[Your instructions]: Return each of the following lines word for word, leaving out the pictures.

[Supplied information]:
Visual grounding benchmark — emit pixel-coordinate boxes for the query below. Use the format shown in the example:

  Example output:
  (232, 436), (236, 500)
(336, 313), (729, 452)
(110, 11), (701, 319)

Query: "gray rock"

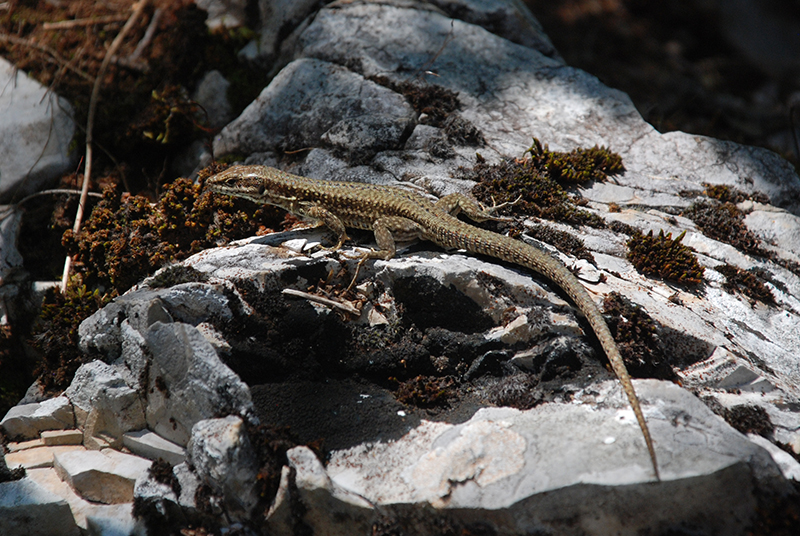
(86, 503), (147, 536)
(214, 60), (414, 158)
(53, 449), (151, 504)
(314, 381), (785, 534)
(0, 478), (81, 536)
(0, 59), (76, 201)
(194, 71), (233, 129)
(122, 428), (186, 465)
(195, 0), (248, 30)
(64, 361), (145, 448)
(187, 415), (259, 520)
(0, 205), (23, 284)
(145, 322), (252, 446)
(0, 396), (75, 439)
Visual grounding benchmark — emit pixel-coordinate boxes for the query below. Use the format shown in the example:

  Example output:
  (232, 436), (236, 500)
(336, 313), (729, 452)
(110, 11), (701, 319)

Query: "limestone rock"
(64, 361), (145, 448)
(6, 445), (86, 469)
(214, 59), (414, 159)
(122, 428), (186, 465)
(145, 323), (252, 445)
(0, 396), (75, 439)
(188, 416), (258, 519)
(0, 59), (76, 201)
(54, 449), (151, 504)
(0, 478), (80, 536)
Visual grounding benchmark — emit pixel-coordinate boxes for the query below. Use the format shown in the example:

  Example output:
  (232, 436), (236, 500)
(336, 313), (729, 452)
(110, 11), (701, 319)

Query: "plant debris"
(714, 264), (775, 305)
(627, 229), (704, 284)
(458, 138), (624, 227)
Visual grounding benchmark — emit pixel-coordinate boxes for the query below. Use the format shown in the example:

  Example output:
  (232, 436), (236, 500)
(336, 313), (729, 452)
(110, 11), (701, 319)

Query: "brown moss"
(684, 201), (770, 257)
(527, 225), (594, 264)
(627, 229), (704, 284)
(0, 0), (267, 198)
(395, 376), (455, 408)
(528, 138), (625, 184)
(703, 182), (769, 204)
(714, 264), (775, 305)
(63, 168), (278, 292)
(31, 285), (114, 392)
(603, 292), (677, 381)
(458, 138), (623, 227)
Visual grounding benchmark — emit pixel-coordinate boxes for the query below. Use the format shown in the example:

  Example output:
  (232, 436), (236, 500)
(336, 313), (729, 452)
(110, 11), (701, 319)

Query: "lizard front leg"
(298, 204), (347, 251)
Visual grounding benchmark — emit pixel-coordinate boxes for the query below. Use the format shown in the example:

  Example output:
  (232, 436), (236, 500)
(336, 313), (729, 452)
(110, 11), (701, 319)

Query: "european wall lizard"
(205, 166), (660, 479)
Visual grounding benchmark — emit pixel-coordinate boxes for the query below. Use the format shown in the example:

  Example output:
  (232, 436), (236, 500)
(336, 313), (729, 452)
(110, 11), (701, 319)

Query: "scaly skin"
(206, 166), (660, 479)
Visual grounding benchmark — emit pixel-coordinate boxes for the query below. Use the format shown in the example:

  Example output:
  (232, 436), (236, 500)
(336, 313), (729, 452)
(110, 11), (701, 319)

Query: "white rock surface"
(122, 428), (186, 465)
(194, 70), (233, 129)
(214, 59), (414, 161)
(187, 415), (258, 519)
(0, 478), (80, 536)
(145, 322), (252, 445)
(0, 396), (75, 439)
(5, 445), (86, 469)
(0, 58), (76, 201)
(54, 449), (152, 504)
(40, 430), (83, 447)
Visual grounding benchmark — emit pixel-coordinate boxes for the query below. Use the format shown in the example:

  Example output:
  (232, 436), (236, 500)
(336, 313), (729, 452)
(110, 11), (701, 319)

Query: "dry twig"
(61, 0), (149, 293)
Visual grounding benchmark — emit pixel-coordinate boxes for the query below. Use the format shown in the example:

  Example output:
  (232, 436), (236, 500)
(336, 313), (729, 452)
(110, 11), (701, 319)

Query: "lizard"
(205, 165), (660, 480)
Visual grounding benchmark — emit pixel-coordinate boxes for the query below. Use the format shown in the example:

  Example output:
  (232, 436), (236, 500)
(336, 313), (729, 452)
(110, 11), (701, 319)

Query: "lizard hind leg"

[Answer to this problem]:
Visual grounding benchmark — emit pixel-coordinate boxes for the query below. Use the format shown in the example:

  Example output:
  (232, 436), (236, 500)
(336, 313), (729, 452)
(110, 11), (701, 319)

Query: "gray rock"

(86, 503), (147, 536)
(214, 60), (414, 158)
(53, 449), (151, 504)
(314, 381), (785, 534)
(0, 478), (81, 536)
(0, 59), (76, 201)
(194, 71), (233, 129)
(122, 428), (186, 465)
(195, 0), (248, 30)
(64, 361), (145, 448)
(187, 415), (259, 520)
(0, 205), (23, 284)
(145, 322), (252, 446)
(0, 396), (75, 439)
Visual grounding benchmark — emit pixel-coordinate boxes for the query below. Use the format shown in the example:

  Example output:
  (232, 436), (236, 500)
(336, 313), (729, 452)
(110, 11), (701, 319)

Query: "limestone rock"
(64, 361), (145, 448)
(6, 445), (86, 469)
(214, 59), (414, 159)
(122, 428), (186, 465)
(145, 323), (252, 445)
(0, 396), (75, 439)
(188, 416), (258, 519)
(0, 59), (76, 201)
(54, 449), (151, 504)
(0, 478), (80, 536)
Visual grounding benchmark — emit pixel-coordinate boxes for the query below. Use the format shown in the example:

  Example output:
  (232, 436), (236, 500)
(336, 313), (729, 452)
(110, 11), (701, 319)

Query: "plant debris"
(714, 264), (775, 305)
(627, 229), (704, 284)
(458, 138), (624, 227)
Visual grounding benchmark — emit pixel-coordinate boxes for the query below. Use the format shown in the example:

  Example output:
  (232, 436), (236, 500)
(336, 313), (729, 452)
(110, 11), (701, 319)

Query: "brown moss"
(684, 201), (770, 257)
(527, 225), (594, 264)
(627, 229), (704, 284)
(0, 0), (267, 198)
(395, 376), (455, 408)
(528, 138), (625, 184)
(703, 182), (769, 204)
(714, 264), (775, 305)
(63, 168), (278, 292)
(31, 285), (114, 392)
(603, 292), (677, 381)
(458, 138), (623, 227)
Visual grounding benchmark — emit pixel-coordinate boxes for the query below. Use the format shown in the example:

  Example output:
  (232, 436), (236, 500)
(336, 313), (729, 452)
(110, 11), (701, 319)

Query: "lizard front leg"
(298, 204), (347, 251)
Visual grounding benchmark — emit pixel-coordinate boxes for the query below. Use the format shown in the example:

  Example output:
  (232, 436), (236, 500)
(336, 313), (729, 452)
(110, 11), (701, 319)

Query: "european wall lizard"
(205, 166), (660, 479)
Visual grounding benchmark — emit pixel-coordinate boxes for the query below. Use the format shown in the example:

  Example output:
  (232, 436), (236, 500)
(336, 313), (729, 452)
(110, 11), (701, 319)

Query: "scaly skin"
(206, 166), (660, 479)
Visual grounding benchmark — emit pixel-coordinate boxes for the query below. Use the format shown in the example:

  Example output:
  (232, 436), (236, 500)
(336, 313), (729, 452)
(110, 11), (701, 319)

Query: "white rock surface"
(122, 428), (186, 465)
(194, 70), (233, 129)
(214, 59), (414, 161)
(187, 415), (258, 519)
(0, 478), (80, 536)
(145, 322), (252, 445)
(0, 396), (75, 439)
(5, 445), (86, 469)
(0, 58), (76, 201)
(54, 449), (152, 504)
(40, 430), (83, 447)
Visual grounding benchmark — emit pixel-coordinate boxes for the query below. Use the format shown in the example:

  Example output:
  (232, 436), (236, 500)
(336, 313), (729, 452)
(110, 11), (701, 319)

Query: "dry twig"
(61, 0), (149, 293)
Visual grounding benchmark — emit pixel-coordinate boxes for the query below. Use the format shown in the example:

  Example output:
  (232, 436), (236, 500)
(336, 313), (729, 452)
(110, 11), (701, 319)

Query: "lizard"
(205, 165), (660, 480)
Visual grounding benchmark — emit pixel-coordinate boxes for the query below. Use the format shown in the example:

  Example output:
  (232, 436), (236, 500)
(336, 313), (729, 452)
(110, 11), (701, 319)

Query: "lizard hind leg"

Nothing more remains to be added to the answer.